**Extrait choisi**
Zineb Mekouar © Olivier Roller

À travers l’histoire d’amitié de deux jeunes femmes, la primo-romancière Zineb Mekouar publie un texte probant sur le classisme au Maroc. Une démarche qui lui permet de s’inscrire dans la lignée de Tahar Ben Jelloun et Abdellah Taïa, deux ainés qui interrogent formidablement comme elle, les tabous et contradictions du royaume. Entretien.

Comment écrivez-vous ?

Zineb Mekouar : Je n’ai pas besoin d’un endroit particulier pour écrire. Il me suffit d’être dans ma bulle avec de la musique que j’aime, notamment celles de Léonard Cohen, Tracy Chapman, ou du rock. La musique me procure un sentiment de bien-être. Grâce à elle, je me sens protégée pour aller à la quête des mots. Pour écrire ce roman, j’ai travaillé deux ou trois heures par jour sur mon ordinateur qui est mon principal outil de travail. Les prises de notes sont, elles, souvent faites sur un carnet.

**Matériel fourni**
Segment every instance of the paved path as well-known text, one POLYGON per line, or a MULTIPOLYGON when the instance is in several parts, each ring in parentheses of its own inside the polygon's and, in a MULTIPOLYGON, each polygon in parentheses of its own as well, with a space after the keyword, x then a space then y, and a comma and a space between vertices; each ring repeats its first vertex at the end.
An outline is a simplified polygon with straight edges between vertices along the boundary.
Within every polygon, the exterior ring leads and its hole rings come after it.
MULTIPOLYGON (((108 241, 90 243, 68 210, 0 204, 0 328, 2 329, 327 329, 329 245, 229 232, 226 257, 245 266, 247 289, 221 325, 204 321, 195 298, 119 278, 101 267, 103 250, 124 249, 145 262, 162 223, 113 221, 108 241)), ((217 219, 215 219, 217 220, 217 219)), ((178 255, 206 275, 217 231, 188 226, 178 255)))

**Série d'exercices**
A) Traduisez en anglais cette phrase de l'entretien avec Zineb Mekouar : « La musique me procure un sentiment de bien-être. »
B) Poursuivez, s'il vous plaît, l'entretien avec Zineb Mekouar après sa dernière phrase.

**Corrigé**
A) Music gives me a sense of well-being.

B)
À travers l’amitié de deux jeunes femmes, votre premier roman (La Poule et son cumin) met l’accent sur les disparités sociales au Maroc. D’où vous est venue l’idée d’écrire ce texte ?

Zineb Mekouar : Ce sont des thèmes que j’avais depuis longtemps, mais je ne parvenais pas à trouver une histoire pour les mettre en exergue. Il m’a fallu dix ans pour trouver une histoire qui me convenait. La lutte des classes est une réalité au Maroc. Je voulais aborder ce sujet à travers l’amitié de deux jeunes femmes issues de milieux sociaux différents pour montrer à quel point elle impactait le quotidien, et à quel point il était difficile de la combattre.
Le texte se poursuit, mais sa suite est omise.